Passage provided:

In a further prospective change which may be helpful, the government will consult on changing the business investment relief rules (which permit remittance basis users to remit income or gains tax-free to invest in UK businesses) to encourage greater take-up.

Owners of personal service companies will note that the proposals to restrict tax relief for travel and subsistence are to be implemented from 6 April 2016. However, in an important rowing back from the original proposals, it appears that the restriction will apply only to PSCs to which the ‘IR35’ intermediaries legislation applies; and not, as proposed, to all PSCs where the end user has power to ‘supervise, direct or control’, yet falling short of creating deemed employment.

Before the Statement, the popular press contained a number of apparently authoritative leaks to the effect that contractors would be deemed to become employees once they had worked at a client’s premises for a full month. The proposal was heavily criticised at the time and happily it makes no appearance in the Statement.

Data provided:
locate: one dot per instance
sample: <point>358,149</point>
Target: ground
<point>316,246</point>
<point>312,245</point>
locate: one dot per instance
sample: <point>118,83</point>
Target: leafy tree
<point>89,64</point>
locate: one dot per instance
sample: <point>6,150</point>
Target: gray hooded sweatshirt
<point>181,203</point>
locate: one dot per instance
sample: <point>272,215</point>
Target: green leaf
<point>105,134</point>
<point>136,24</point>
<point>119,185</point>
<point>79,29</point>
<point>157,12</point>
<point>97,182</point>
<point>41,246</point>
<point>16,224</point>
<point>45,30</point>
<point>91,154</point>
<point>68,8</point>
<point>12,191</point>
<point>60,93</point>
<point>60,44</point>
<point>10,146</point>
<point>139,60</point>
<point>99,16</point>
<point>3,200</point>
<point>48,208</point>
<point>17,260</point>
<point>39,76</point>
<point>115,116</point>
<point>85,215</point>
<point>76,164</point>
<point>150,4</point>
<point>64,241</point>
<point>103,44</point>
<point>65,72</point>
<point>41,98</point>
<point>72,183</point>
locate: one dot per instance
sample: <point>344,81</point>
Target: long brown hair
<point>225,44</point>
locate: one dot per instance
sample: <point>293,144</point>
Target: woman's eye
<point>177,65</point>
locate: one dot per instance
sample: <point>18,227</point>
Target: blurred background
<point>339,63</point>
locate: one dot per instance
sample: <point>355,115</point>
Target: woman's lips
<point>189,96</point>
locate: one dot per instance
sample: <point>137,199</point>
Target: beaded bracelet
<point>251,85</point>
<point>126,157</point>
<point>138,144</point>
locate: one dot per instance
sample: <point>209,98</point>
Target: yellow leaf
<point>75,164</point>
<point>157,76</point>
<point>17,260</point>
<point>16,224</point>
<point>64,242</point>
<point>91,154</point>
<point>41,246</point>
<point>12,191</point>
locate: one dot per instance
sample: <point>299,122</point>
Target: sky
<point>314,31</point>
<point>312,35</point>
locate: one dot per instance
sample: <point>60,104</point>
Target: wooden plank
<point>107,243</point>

Given task 1:
Reproduce the tax passage in full, without any changes.
Given task 2:
Report every line of the listing that contains the string "woman", treating uppercase and lowercase letters as different.
The tax passage and the listing come from unrelated sources.

Complete answer 1:
In a further prospective change which may be helpful, the government will consult on changing the business investment relief rules (which permit remittance basis users to remit income or gains tax-free to invest in UK businesses) to encourage greater take-up.

Owners of personal service companies will note that the proposals to restrict tax relief for travel and subsistence are to be implemented from 6 April 2016. However, in an important rowing back from the original proposals, it appears that the restriction will apply only to PSCs to which the ‘IR35’ intermediaries legislation applies; and not, as proposed, to all PSCs where the end user has power to ‘supervise, direct or control’, yet falling short of creating deemed employment.

Before the Statement, the popular press contained a number of apparently authoritative leaks to the effect that contractors would be deemed to become employees once they had worked at a client’s premises for a full month. The proposal was heavily criticised at the time and happily it makes no appearance in the Statement.

Complete answer 2:
Target: woman's eye
Target: woman's lips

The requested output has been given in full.